Ablation Experiments: Semantic vs Verbatim Copying

Targeted mean ablations of top token and concept induction heads are performed on “vocabulary list” tasks incorporating translation, synonyms, antonyms, capitalization, and verbatim copying. The results are stark:

Ablation of Token Induction Heads: Destroys verbatim copying for nonsense tokens, induces paraphrasing rather than literal copying, but leaves semantic tasks largely intact.
Ablation of Concept Induction Heads: Dramatically reduces performance in translation and synonym/antonym tasks, but leaves surface-level copying unscathed.

In English copying and uppercasing (ambiguous tasks), performance remains high unless both types are ablated, indicating redundancy. Notably, similar dissociation persists even when controlling for word length (single-token concepts), though effects are muted.

Qualitative outputs show paraphrasing replaces verbatim copying when token induction heads are ablated, including rewriting Python loops via list comprehensions, confirming the hypothesized semantic route’s operation.

Concept Heads and Semantic Representation

The paper introduces a “concept lens”—the sum of OV matrices from top concept induction heads—applied to hidden states. Projection to vocabulary space demonstrates that context-sensitive semantic representations emerge (e.g., the token “inals” resolves to different meanings—Cardinals as a team, a bird, or clergy—depending on context), beyond surface token patterns.

Language-Agnostic Semantic Transfer

A crucial experiment involves patching concept head activations from translation prompts in one language pair (e.g., Spanish-Italian) to another (Japanese-Chinese), using multi-token generation techniques [fiottokaufman2025nnsight]. The patched model outputs the source concept (e.g., “child”) in the base output language (Chinese), with accuracy (≈0.40) comparable to original translation performance (≈0.48). This demonstrates that concept induction heads encode abstract, language-independent meaning—a strong claim supported by observed activation invariance across languages. The effect strengthens with increasing number of patched heads ( $k=80$ ), matching ablation results and maximizing semantic separation.

(Dataset excerpts)
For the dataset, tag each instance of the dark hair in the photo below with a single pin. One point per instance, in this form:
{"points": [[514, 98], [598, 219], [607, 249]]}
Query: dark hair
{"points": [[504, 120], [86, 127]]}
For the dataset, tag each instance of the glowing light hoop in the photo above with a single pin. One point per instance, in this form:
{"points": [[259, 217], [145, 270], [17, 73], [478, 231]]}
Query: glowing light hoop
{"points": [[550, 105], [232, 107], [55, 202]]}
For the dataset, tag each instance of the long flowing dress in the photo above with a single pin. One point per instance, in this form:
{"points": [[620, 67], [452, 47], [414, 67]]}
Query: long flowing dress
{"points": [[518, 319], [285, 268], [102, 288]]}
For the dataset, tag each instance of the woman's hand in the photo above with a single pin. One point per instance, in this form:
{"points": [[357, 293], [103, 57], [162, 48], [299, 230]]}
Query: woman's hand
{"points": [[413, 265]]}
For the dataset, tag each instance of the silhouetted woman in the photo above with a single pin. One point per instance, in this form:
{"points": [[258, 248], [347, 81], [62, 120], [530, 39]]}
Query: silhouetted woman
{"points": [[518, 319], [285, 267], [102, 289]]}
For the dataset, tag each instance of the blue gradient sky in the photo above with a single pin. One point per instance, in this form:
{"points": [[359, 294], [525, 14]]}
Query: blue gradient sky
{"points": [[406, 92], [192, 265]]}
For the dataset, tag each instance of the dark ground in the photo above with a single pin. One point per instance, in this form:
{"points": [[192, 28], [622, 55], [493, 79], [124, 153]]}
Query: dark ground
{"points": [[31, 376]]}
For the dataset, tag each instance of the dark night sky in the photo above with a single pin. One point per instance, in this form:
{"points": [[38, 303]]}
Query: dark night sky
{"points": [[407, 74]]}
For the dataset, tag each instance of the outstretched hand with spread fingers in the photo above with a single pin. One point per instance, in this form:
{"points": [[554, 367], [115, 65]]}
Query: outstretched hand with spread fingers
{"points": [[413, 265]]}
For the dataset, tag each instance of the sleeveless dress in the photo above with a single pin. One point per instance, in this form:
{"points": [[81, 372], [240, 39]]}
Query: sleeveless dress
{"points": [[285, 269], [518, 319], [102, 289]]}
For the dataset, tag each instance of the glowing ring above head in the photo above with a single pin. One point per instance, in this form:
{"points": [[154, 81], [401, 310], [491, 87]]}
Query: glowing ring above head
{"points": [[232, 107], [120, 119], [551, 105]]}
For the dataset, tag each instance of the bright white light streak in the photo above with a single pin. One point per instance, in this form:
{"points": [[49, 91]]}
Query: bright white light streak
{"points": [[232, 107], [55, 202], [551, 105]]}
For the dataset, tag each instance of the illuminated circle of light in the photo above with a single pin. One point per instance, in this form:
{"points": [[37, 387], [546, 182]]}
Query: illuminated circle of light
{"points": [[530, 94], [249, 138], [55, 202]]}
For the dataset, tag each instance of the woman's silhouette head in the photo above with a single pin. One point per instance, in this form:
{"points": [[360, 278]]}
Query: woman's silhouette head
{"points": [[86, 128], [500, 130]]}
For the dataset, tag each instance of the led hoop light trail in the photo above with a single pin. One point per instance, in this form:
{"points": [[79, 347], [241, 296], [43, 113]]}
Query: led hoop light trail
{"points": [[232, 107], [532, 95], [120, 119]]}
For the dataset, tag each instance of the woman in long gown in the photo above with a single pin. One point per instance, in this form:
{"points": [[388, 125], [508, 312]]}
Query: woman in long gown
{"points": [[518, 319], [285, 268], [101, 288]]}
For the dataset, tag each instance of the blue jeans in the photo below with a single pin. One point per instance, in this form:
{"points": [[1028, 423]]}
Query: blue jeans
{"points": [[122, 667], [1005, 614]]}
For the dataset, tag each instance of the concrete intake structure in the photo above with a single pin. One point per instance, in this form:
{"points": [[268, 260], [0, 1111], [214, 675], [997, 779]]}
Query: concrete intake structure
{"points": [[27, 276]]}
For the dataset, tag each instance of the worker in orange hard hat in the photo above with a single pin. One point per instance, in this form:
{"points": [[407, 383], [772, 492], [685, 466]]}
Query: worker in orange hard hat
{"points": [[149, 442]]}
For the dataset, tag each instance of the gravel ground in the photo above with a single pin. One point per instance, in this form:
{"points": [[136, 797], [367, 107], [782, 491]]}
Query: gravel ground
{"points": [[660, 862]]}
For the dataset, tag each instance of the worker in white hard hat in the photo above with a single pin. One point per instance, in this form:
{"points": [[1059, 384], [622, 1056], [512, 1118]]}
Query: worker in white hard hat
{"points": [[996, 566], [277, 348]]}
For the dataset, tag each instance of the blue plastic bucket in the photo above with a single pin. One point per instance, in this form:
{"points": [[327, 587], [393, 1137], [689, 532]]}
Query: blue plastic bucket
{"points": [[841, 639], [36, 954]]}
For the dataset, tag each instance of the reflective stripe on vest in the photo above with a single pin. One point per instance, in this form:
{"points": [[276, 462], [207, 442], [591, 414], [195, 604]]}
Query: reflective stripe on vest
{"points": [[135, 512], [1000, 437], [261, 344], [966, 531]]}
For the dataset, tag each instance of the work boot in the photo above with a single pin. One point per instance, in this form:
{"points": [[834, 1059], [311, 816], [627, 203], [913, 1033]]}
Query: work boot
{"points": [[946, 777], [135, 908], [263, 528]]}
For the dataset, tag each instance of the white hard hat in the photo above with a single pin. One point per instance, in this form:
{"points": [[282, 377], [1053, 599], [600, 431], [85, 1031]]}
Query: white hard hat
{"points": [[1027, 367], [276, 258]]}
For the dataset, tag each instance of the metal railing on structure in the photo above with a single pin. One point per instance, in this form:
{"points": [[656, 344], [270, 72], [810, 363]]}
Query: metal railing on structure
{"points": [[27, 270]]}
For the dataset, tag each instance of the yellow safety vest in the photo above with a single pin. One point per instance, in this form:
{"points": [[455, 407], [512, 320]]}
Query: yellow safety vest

--- Problem details ---
Please extend the text on token and concept induction heads above, starting right after its last sentence.

--- Answer section ---
Function Vector Heads: Complementary Mechanisms

The authors contrast concept induction heads with function vector (FV) heads [todd2024function], which encode task logic (e.g., output language for translation). Although weak correlations are observed between concept copying and FV scores, patching FV heads switches output language without leaking semantics, reinforcing functional orthogonality. Ablation of FV heads impairs non-verbatim tasks, underscoring their necessity for task execution.

Theoretical and Practical Implications

The dual-route model provides a granular mechanistic lens for understanding the emergence and separation of literal and semantic copying in transformer LLMs. Concept induction heads enable LLMs to perform semantic tasks such as translation and paraphrasing, while token induction heads facilitate verbatim copying and pattern matching. The independence and complementarity of these circuits suggests that in-context learning arises from parallel, specialized attention mechanisms, not a uniform process.

This framework offers actionable avenues for interpretability—selective ablation can steer generative behavior (e.g., paraphrase-vs-copy control), and activation patching enables language-agnostic conceptual transfer. Furthermore, the model predicts that scaling and training dynamics may shape the development and separation of token and concept heads, with implications for multilingual, low-resource, and domain-adaptive LLMs.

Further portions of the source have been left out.